>> Start
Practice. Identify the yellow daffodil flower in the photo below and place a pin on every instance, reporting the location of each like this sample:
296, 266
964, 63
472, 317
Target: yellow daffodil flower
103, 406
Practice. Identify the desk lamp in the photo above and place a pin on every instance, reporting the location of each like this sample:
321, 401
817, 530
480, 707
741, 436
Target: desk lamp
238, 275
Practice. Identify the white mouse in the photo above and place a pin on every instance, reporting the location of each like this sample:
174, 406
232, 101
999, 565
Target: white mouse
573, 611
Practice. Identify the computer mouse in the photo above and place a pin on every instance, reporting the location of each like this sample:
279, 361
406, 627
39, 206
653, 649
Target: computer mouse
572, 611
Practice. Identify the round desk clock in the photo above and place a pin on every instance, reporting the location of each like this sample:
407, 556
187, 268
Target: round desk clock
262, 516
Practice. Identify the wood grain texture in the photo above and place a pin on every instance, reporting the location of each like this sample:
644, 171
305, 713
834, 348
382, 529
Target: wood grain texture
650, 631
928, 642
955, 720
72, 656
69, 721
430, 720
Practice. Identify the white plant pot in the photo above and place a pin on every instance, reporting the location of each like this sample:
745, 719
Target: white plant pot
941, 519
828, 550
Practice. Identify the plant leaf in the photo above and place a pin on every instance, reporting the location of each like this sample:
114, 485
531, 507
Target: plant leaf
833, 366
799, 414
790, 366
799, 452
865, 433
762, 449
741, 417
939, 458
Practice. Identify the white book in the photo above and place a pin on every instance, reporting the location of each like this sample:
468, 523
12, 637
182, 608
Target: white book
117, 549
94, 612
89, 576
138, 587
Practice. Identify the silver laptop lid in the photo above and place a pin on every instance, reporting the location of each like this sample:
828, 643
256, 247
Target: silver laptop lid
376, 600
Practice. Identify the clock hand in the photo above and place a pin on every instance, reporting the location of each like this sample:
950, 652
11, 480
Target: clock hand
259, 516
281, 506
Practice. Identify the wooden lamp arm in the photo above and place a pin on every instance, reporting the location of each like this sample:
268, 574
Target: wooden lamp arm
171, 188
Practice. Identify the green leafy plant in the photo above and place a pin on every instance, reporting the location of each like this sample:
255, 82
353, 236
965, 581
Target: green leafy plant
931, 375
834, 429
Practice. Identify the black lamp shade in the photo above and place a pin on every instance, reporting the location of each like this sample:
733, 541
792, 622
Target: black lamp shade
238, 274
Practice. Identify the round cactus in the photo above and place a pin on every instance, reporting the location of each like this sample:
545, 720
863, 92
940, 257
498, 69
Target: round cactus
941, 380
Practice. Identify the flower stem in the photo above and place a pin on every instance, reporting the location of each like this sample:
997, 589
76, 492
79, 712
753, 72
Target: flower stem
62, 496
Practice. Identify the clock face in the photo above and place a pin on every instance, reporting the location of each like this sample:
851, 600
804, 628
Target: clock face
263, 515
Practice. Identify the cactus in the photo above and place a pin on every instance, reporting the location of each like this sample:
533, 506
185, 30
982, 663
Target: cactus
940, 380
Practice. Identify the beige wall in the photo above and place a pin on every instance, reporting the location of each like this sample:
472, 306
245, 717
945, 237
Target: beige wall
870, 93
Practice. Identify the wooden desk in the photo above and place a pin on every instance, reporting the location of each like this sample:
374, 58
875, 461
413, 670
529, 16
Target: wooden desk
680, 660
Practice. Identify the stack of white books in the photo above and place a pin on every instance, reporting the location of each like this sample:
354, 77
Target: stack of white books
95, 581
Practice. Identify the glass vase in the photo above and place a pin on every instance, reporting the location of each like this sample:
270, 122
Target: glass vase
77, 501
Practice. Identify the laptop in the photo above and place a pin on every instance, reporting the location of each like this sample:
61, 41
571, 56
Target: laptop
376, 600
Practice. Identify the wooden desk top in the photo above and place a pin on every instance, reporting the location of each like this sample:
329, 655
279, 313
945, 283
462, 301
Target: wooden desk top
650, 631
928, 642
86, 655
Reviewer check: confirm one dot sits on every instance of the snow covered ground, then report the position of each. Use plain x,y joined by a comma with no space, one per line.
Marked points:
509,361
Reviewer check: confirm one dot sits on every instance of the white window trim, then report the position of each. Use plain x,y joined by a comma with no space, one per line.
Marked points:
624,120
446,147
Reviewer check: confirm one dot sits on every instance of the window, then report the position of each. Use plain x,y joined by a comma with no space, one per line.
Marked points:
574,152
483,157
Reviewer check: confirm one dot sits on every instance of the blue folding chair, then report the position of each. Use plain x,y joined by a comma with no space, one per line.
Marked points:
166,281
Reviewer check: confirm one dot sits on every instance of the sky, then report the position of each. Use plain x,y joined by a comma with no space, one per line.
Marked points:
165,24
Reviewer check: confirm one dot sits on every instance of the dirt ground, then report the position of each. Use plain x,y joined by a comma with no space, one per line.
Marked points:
>> End
_Goal_: Beginning with the line that contains "Practice. Identify the stack", repeat every line through the end of the records and nothing more.

_Result of this task_:
Practice. Identify the stack of white books in the photo above and place a pin on every instance, reporting the location of each like this sample:
354, 77
Target: stack of white books
95, 581
Practice. Identify the glass vase in the photo above and place a pin on every instance, reporting the location of each like this sample:
270, 122
Target: glass vase
77, 501
Practice. Identify the laptop in the photo above and place a pin on every instance, reporting the location of each like this sample:
61, 41
571, 56
Target: laptop
376, 600
Practice. Identify the wooden desk top in the photo above and place a pin on every instance, reporting the location of each like this sample:
329, 655
279, 313
945, 283
462, 301
Target: wooden desk top
650, 631
928, 642
86, 655
Reviewer check: confirm one dot sits on every instance of the snow covered ground, then report the position of each. Use plain x,y joined by a comma with no space, one per line.
Marked points:
509,361
Reviewer check: confirm one dot sits on every instance of the white window trim, then report the position of each. Use plain x,y joined by a comma with no space, one per line.
Marked points:
624,120
446,147
Reviewer check: confirm one dot sits on every instance of the window, then report the position of each. Use plain x,y joined by a comma with no space, one per line.
Marked points:
574,152
483,157
Reviewer check: confirm one dot sits on every instance of the blue folding chair, then report the position of each. Use plain x,y joined by a comma with no space, one per line.
Marked points:
166,281
Reviewer check: confirm one dot sits on every instance of the sky, then report the position of each. Use plain x,y joined by a comma with no space, one per line.
Marked points:
165,24
Reviewer check: confirm one dot sits on every instance of the dirt ground, then report the position of each. Use plain x,y joined by a comma with no space, one per line.
Marked points:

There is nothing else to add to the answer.